─── Exercise input

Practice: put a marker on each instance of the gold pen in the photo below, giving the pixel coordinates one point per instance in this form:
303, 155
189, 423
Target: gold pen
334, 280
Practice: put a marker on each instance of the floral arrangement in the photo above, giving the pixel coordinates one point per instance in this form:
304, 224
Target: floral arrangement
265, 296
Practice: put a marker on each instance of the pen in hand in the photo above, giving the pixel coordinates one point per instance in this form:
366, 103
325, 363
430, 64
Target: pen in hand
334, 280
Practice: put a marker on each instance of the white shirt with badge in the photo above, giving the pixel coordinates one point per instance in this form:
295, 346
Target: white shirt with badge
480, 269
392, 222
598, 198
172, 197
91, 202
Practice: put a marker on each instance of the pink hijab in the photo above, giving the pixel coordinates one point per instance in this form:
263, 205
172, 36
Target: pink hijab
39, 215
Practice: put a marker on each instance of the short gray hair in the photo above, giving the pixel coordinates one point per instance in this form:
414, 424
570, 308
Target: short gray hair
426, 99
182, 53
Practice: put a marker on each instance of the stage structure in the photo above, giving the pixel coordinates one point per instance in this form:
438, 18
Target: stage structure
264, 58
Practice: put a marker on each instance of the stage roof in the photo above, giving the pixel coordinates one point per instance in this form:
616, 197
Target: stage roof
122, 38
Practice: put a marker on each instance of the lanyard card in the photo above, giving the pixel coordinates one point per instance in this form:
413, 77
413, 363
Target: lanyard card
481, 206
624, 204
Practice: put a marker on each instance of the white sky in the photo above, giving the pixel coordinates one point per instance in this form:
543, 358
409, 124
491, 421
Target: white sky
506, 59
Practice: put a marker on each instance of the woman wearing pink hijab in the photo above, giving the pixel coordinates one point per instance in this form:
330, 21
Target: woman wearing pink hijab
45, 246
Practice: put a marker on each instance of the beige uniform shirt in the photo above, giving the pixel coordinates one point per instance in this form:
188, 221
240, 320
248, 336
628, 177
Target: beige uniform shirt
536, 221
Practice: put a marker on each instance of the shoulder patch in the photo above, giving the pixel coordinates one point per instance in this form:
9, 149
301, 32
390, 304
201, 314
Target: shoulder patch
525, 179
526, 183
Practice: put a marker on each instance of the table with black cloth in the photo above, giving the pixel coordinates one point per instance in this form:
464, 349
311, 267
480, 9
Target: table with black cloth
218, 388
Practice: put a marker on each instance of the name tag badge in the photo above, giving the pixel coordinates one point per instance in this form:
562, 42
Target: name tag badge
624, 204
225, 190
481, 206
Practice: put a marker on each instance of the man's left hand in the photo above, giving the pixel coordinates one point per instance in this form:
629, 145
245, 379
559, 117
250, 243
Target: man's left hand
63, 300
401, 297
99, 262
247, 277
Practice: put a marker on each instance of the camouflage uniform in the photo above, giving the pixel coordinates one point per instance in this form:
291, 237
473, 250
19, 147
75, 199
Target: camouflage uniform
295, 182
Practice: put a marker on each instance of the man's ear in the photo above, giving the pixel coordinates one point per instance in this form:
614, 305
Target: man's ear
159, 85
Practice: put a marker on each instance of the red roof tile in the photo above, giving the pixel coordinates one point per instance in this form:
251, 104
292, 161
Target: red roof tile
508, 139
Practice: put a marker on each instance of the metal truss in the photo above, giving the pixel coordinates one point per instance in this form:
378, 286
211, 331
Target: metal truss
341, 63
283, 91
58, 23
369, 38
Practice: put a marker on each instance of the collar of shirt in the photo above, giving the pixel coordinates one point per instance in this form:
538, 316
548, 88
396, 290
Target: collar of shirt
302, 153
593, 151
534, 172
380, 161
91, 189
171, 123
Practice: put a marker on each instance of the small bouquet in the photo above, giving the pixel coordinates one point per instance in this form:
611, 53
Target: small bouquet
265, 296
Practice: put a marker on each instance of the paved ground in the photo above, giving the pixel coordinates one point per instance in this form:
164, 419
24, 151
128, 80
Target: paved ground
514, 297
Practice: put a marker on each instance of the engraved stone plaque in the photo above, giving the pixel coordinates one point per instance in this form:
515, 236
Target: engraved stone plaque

──────

Exercise brief:
Rewrite every one of the items above as a numbered list, leaving out any blank lines.

The response:
1. Practice: put a marker on each instance of the gold pen in the photo below, giving the pixel coordinates one point per instance in this form:
2. 303, 155
3. 189, 423
4. Target: gold pen
5. 334, 280
6. Practice: put a marker on each instance of the floral arrangement in the photo above, giving the pixel coordinates one point per instance in this form:
7. 304, 224
8. Target: floral arrangement
9. 265, 296
10. Practice: put a marker on each instance of the pen in hand in the photo above, giving the pixel coordinates one point per instance in this form:
11. 366, 103
12. 325, 363
13. 430, 64
14. Target: pen in hand
15. 334, 280
16. Practice: put a marker on each instance of the white shirt with badge in the photo above, giving the pixel coordinates one point per instance in this form:
17. 295, 346
18. Target: white shirt with badge
19. 480, 269
20. 392, 222
21. 598, 198
22. 172, 197
23. 91, 202
24. Practice: put a marker on each instance of the pink hijab in the photo above, giving the pixel coordinates one point per instance in this form:
25. 263, 205
26. 172, 36
27. Target: pink hijab
28. 39, 215
29. Practice: put a marker on each instance of the short gray hair in the photo above, giving the pixel coordinates one point per instance in this form:
30. 414, 424
31. 570, 308
32. Target: short gray hair
33. 426, 99
34. 182, 53
35. Practice: put a marker on each instance of the stage structure in the photo above, giving the pixel coordinates one point per instance in this form:
36. 438, 18
37. Target: stage structure
38. 264, 58
39. Practice: put a marker on each instance of the stage roof in the photo above, giving the pixel coordinates one point per instance in this form:
40. 616, 197
41. Target: stage roof
42. 122, 38
43. Practice: put a marker on each instance of the lanyard card in the photo above, giving the pixel coordinates one point per instance in this form:
44. 413, 77
45. 413, 363
46. Target: lanyard card
47. 481, 206
48. 624, 204
49. Practice: put a marker on each instance of the white sky in the photo above, giving the pixel coordinates one point per instance in this form:
50. 543, 358
51. 409, 124
52. 491, 421
53. Target: white sky
54. 506, 59
55. Practice: put a marker on each instance of the woman wearing pink hijab in the photo above, giving the pixel coordinates one point per instance in this form:
56. 330, 21
57. Target: woman wearing pink hijab
58. 45, 246
59. Practice: put a marker on each instance of the beige uniform shirt in the photo above, giving the pixel coordinates one point per instance in this form:
60. 188, 221
61. 240, 320
62. 248, 336
63. 628, 177
64. Target: beige uniform shirt
65. 536, 221
66. Practice: put a marker on each instance of the shoulder patch in the photo above, giving the pixel coordinates one point per instance in this form:
67. 9, 149
68. 301, 32
69. 390, 304
70. 201, 314
71. Target: shoulder patch
72. 525, 179
73. 526, 183
74. Practice: put a marker on each instance of the table with black cloth in the photo above, giving the pixel coordinates one point per instance in this form:
75. 464, 349
76. 311, 267
77. 480, 9
78. Target: table with black cloth
79. 218, 388
80. Practice: put a marker on each instance of the name tag badge in the photo above, giving the pixel coordinates one point per instance in this form:
81. 562, 42
82. Target: name tag badge
83. 624, 204
84. 225, 190
85. 481, 206
86. Practice: put a marker on each instance of the man's left hand in the photo above, giving the pixel coordinates one point per instance in this form:
87. 629, 145
88. 245, 379
89. 559, 117
90. 250, 243
91. Target: man's left hand
92. 63, 300
93. 401, 297
94. 99, 262
95. 247, 277
96. Practice: put a marker on each instance of the camouflage uniform in the photo above, giving the pixel coordinates one point per instance in this form:
97. 291, 237
98. 473, 250
99. 19, 147
100. 75, 199
101. Target: camouflage uniform
102. 295, 182
103. Practice: put a marker on each instance of the man's ear in the photo above, giving the pixel coordinates one point per instance in this form:
104. 614, 305
105. Target: man's ear
106. 159, 85
107. Practice: put a marker on each instance of the red roof tile in the photo above, giving the pixel coordinates one point per instance in this form:
108. 251, 104
109. 292, 161
110. Target: red roof tile
111. 508, 139
112. Practice: put a marker on each instance of the metal truss in the photo above, giving the pixel coordinates one point per instance in this form:
113. 378, 286
114. 211, 331
115. Target: metal truss
116. 341, 63
117. 283, 91
118. 58, 23
119. 369, 38
120. Practice: put a marker on each instance of the collar of shirt in the photo above, giving the pixel coordinates one point per instance in this form:
121. 538, 316
122. 548, 88
123. 396, 290
124. Target: collar of shirt
125. 302, 153
126. 593, 151
127. 534, 172
128. 380, 161
129. 91, 189
130. 171, 123
131. Practice: put a marker on each instance of the small bouquet in the photo above, giving the pixel coordinates one point per instance in this form:
132. 611, 53
133. Target: small bouquet
134. 265, 296
135. Practice: put a marker on each instance of the paved ground in the photo above, giving the pixel coordinates one point per instance in this form:
136. 164, 419
137. 24, 151
138. 128, 80
139. Target: paved ground
140. 514, 297
141. Practice: put a marker on each instance of the engraved stone plaque in the photo above, giving the pixel coordinates one point per instance in this form:
142. 515, 236
143. Target: engraved stone plaque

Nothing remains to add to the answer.